> Exercise goal:
Each line from the start of the entries through the line that contains "shrub in the photo above." should be output exactly, please.

[Referring expression data]
───

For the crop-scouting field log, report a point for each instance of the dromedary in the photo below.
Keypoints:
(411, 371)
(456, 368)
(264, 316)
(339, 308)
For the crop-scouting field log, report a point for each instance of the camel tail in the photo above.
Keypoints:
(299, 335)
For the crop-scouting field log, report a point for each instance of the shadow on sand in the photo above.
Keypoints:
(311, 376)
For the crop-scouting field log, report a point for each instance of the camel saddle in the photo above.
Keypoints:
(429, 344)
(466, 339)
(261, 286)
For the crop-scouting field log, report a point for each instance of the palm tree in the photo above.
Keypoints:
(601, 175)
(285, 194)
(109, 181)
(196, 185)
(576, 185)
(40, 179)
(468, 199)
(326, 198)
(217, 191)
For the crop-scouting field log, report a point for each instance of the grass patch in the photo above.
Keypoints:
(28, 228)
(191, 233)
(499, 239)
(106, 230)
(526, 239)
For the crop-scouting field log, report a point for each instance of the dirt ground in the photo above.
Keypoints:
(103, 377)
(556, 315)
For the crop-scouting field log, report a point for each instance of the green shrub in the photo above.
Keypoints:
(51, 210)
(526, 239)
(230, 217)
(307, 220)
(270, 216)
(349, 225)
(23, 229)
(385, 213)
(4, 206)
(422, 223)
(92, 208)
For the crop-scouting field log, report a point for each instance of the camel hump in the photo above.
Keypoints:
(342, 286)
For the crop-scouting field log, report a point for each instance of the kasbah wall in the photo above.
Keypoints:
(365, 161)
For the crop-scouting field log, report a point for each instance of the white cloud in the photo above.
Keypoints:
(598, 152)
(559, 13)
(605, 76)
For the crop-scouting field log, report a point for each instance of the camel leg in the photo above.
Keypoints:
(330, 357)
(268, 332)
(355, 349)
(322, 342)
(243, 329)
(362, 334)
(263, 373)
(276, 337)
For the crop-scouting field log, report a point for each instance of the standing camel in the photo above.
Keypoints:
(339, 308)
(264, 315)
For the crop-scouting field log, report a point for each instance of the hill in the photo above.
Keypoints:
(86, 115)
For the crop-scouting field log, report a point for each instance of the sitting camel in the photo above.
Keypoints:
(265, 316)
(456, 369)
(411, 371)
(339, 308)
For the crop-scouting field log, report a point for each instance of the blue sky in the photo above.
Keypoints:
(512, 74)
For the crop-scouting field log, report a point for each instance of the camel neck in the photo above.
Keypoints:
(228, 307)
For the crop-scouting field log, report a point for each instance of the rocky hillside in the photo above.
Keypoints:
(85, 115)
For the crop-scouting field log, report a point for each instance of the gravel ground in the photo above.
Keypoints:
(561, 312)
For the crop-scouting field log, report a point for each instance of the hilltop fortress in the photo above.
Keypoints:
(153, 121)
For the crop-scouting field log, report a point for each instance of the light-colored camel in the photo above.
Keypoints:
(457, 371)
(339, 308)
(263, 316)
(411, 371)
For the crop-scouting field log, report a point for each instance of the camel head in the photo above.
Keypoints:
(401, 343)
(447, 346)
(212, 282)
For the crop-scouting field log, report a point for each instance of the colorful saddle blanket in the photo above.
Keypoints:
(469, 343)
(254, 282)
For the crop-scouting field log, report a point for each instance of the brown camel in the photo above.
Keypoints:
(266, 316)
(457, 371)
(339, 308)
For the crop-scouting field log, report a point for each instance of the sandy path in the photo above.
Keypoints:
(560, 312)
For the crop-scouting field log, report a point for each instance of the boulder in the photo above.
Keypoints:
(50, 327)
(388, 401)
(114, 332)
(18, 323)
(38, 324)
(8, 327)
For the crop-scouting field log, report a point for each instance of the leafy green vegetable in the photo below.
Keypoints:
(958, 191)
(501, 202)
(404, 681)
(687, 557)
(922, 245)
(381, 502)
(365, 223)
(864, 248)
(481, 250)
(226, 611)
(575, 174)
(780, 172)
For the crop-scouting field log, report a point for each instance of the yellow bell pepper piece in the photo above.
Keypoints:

───

> Task answer:
For the crop-scouting field log, report a point for each instance of the dromedary in the photo below.
Keypoints:
(411, 371)
(456, 368)
(264, 316)
(339, 308)
For the crop-scouting field log, report a point for each instance of the camel tail in the photo above.
Keypoints:
(299, 335)
For the crop-scouting field log, report a point for each instance of the shadow on sand in the photo above.
Keypoints:
(311, 376)
For the crop-scouting field log, report a point for each instance of the camel saddle in the photo above.
Keypoints:
(429, 344)
(466, 339)
(261, 286)
For the crop-scouting field log, report a point for each instance of the palm tree in the photo above.
Keypoints:
(601, 175)
(285, 194)
(109, 181)
(196, 185)
(576, 185)
(40, 179)
(468, 199)
(326, 198)
(217, 191)
For the crop-scouting field log, report a point for each instance of the grass patch in the photo above.
Keypoints:
(28, 228)
(191, 233)
(499, 239)
(106, 230)
(526, 239)
For the crop-scouting field log, report a point for each instance of the dirt ground in the photo above.
Keypoints:
(103, 377)
(556, 315)
For the crop-scouting field log, report a point for each instance of the green shrub in the photo above.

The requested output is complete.